Saved data entries:
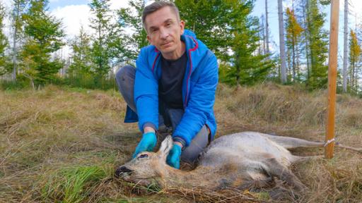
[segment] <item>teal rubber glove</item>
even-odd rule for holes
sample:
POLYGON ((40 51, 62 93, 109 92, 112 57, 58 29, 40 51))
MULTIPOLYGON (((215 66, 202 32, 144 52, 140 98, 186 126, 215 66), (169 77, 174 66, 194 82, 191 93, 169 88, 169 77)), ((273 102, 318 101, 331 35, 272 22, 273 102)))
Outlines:
POLYGON ((166 159, 167 164, 175 168, 180 169, 180 156, 181 156, 181 146, 173 144, 173 149, 170 151, 166 159))
POLYGON ((152 152, 157 144, 157 137, 156 133, 153 132, 144 133, 142 139, 139 142, 139 144, 136 147, 134 153, 133 153, 132 159, 136 158, 139 153, 147 151, 152 152))

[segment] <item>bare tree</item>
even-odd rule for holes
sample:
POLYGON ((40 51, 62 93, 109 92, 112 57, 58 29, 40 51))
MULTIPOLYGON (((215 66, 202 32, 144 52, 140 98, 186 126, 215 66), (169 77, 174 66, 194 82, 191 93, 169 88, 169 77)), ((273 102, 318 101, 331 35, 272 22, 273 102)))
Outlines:
POLYGON ((343 53, 343 92, 347 92, 348 66, 348 0, 344 0, 344 38, 343 53))
POLYGON ((280 58, 281 62, 281 83, 286 82, 286 52, 285 52, 285 42, 284 42, 284 27, 283 20, 283 4, 282 0, 278 0, 278 15, 279 20, 279 48, 280 48, 280 58))

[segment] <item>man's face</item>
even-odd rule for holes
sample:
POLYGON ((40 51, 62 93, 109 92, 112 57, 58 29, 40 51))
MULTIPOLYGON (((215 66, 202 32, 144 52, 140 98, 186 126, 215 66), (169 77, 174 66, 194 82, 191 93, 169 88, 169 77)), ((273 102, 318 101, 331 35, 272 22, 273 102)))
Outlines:
POLYGON ((146 17, 147 39, 161 51, 164 56, 173 56, 181 50, 180 36, 185 23, 180 22, 173 10, 165 6, 146 17))

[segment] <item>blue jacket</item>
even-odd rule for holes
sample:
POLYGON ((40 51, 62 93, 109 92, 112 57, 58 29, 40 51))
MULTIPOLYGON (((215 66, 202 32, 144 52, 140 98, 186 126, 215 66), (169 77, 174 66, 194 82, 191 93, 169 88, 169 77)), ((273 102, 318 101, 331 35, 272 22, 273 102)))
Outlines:
MULTIPOLYGON (((215 55, 195 35, 185 30, 181 40, 186 44, 187 66, 182 82, 185 113, 173 134, 189 146, 204 125, 214 138, 216 122, 214 114, 215 92, 218 84, 218 63, 215 55)), ((161 53, 153 45, 141 49, 136 61, 134 102, 138 112, 127 108, 125 122, 139 121, 141 131, 147 123, 158 128, 158 80, 161 75, 161 53)))

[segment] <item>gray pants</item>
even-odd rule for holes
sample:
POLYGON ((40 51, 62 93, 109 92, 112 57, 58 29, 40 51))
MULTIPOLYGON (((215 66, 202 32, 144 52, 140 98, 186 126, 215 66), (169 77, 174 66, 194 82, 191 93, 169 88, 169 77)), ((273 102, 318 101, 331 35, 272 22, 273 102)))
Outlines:
MULTIPOLYGON (((134 111, 136 104, 134 99, 134 78, 136 75, 136 68, 131 66, 126 66, 121 68, 116 73, 116 81, 118 89, 123 96, 127 105, 134 111)), ((173 129, 175 129, 182 118, 184 111, 182 109, 167 109, 165 111, 168 116, 173 129)), ((164 125, 162 116, 160 115, 159 125, 164 125)), ((163 140, 165 137, 160 136, 163 140)), ((206 125, 204 125, 199 133, 192 139, 189 145, 186 147, 181 154, 181 160, 183 161, 193 163, 199 156, 199 154, 204 151, 204 149, 209 144, 211 136, 206 125)))

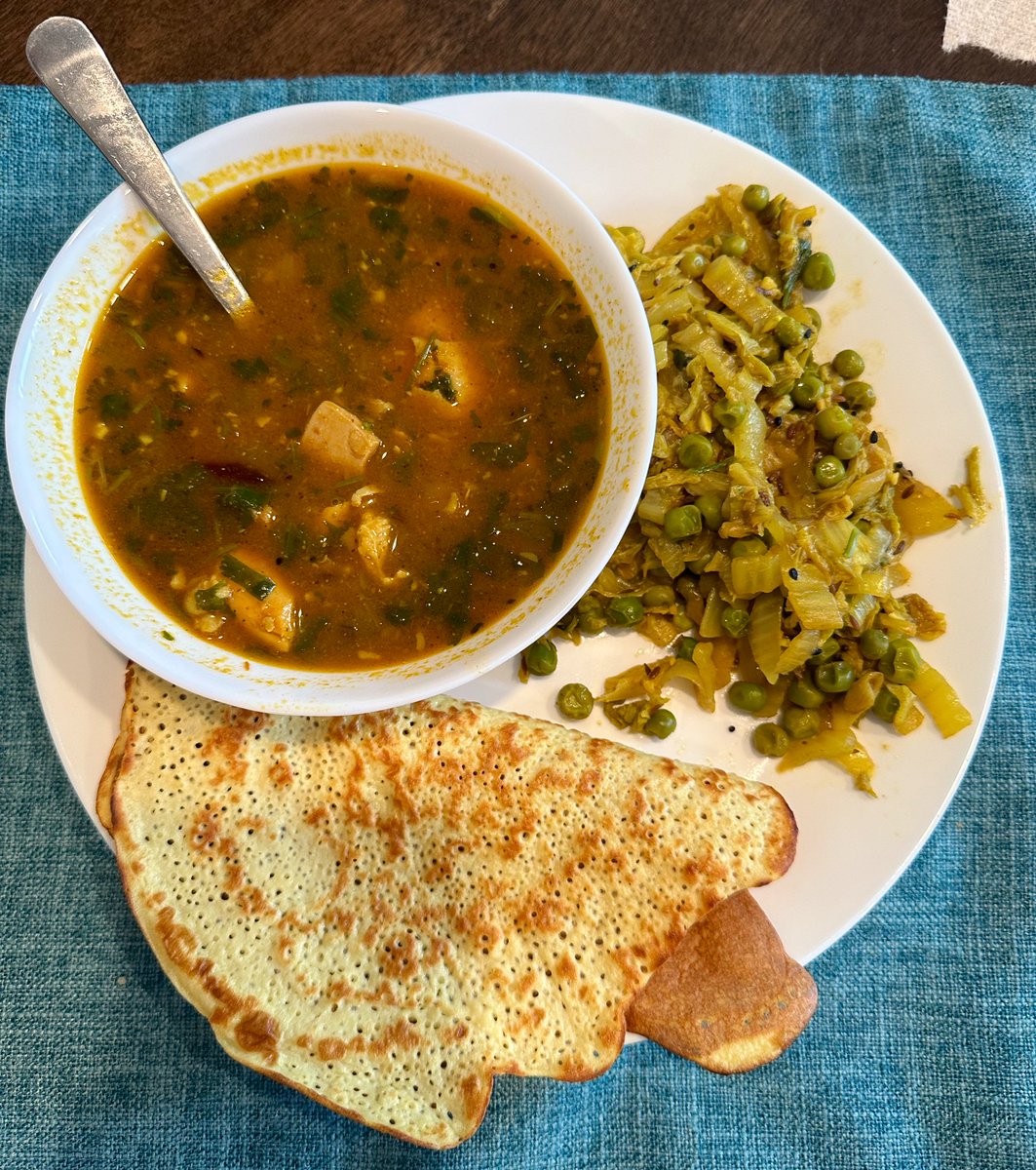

▶ YOUR OBJECTIVE: Copy all of the data above line for line, leaving out the pictures.

▶ RESULT OF THE EXERCISE:
[segment] <item>teal rubber glove</item>
even-odd rule for holes
sample:
POLYGON ((40 51, 62 93, 109 92, 112 57, 58 29, 40 51))
MULTIPOLYGON (((215 66, 202 32, 144 52, 140 98, 186 126, 215 66), (169 77, 174 66, 194 82, 191 93, 169 88, 169 77)), ((273 102, 318 101, 331 35, 272 22, 273 102)))
Outlines:
POLYGON ((166 159, 167 164, 175 168, 180 169, 180 156, 181 156, 181 146, 173 144, 173 149, 170 151, 166 159))
POLYGON ((152 152, 157 144, 157 137, 156 133, 153 132, 144 133, 142 139, 139 142, 139 144, 136 147, 134 153, 133 153, 132 159, 136 158, 139 153, 147 151, 152 152))

[segment] <item>bare tree</item>
even-odd rule for holes
sample:
POLYGON ((40 51, 62 93, 109 92, 112 57, 58 29, 40 51))
MULTIPOLYGON (((215 66, 202 32, 144 52, 140 98, 186 126, 215 66), (169 77, 174 66, 194 82, 191 93, 169 88, 169 77)), ((273 102, 318 101, 331 35, 272 22, 273 102)))
Outlines:
POLYGON ((343 53, 343 92, 347 92, 348 66, 348 0, 344 0, 344 38, 343 53))
POLYGON ((280 58, 281 62, 281 83, 286 82, 286 52, 285 52, 285 42, 284 42, 284 27, 283 20, 283 4, 282 0, 278 0, 278 15, 279 20, 279 48, 280 48, 280 58))

[segment] <item>man's face</item>
even-odd rule for holes
sample:
POLYGON ((40 51, 62 93, 109 92, 112 57, 58 29, 40 51))
MULTIPOLYGON (((215 66, 202 32, 144 52, 140 98, 186 126, 215 66), (169 77, 174 66, 194 82, 191 93, 169 88, 169 77)), ((273 102, 318 101, 331 35, 272 22, 273 102)))
Outlines:
POLYGON ((146 17, 147 39, 161 51, 164 56, 173 56, 181 50, 180 36, 185 23, 180 22, 173 10, 165 6, 146 17))

[segment] <item>blue jacket</item>
even-odd rule for holes
sample:
POLYGON ((40 51, 62 93, 109 92, 112 57, 58 29, 40 51))
MULTIPOLYGON (((215 66, 202 32, 144 52, 140 98, 186 126, 215 66), (169 77, 174 66, 194 82, 191 93, 169 88, 169 77)), ((273 102, 318 101, 331 35, 272 22, 273 102)))
Outlines:
MULTIPOLYGON (((215 55, 195 35, 185 30, 181 40, 186 44, 187 66, 182 82, 185 113, 173 134, 189 146, 204 125, 214 138, 216 122, 214 114, 215 92, 218 84, 218 63, 215 55)), ((161 53, 153 45, 141 49, 136 61, 134 102, 138 112, 127 108, 125 122, 139 121, 141 131, 147 123, 158 128, 158 80, 161 75, 161 53)))

[segment] <item>gray pants</item>
even-odd rule for holes
sample:
POLYGON ((40 51, 62 93, 109 92, 112 57, 58 29, 40 51))
MULTIPOLYGON (((215 66, 202 32, 144 52, 140 98, 186 126, 215 66), (169 77, 174 66, 194 82, 191 93, 169 88, 169 77)), ((273 102, 318 101, 331 35, 272 22, 273 102)))
Outlines:
MULTIPOLYGON (((134 111, 136 104, 134 99, 134 78, 136 75, 136 68, 131 66, 126 66, 121 68, 116 73, 116 81, 118 89, 123 96, 127 105, 134 111)), ((173 129, 175 129, 182 118, 184 111, 182 109, 167 109, 165 111, 168 116, 173 129)), ((164 125, 162 116, 160 115, 159 125, 164 125)), ((163 140, 165 137, 160 136, 163 140)), ((206 125, 204 125, 199 133, 192 139, 189 145, 186 147, 181 154, 181 160, 183 161, 193 163, 199 156, 199 154, 204 151, 204 149, 209 144, 211 136, 206 125)))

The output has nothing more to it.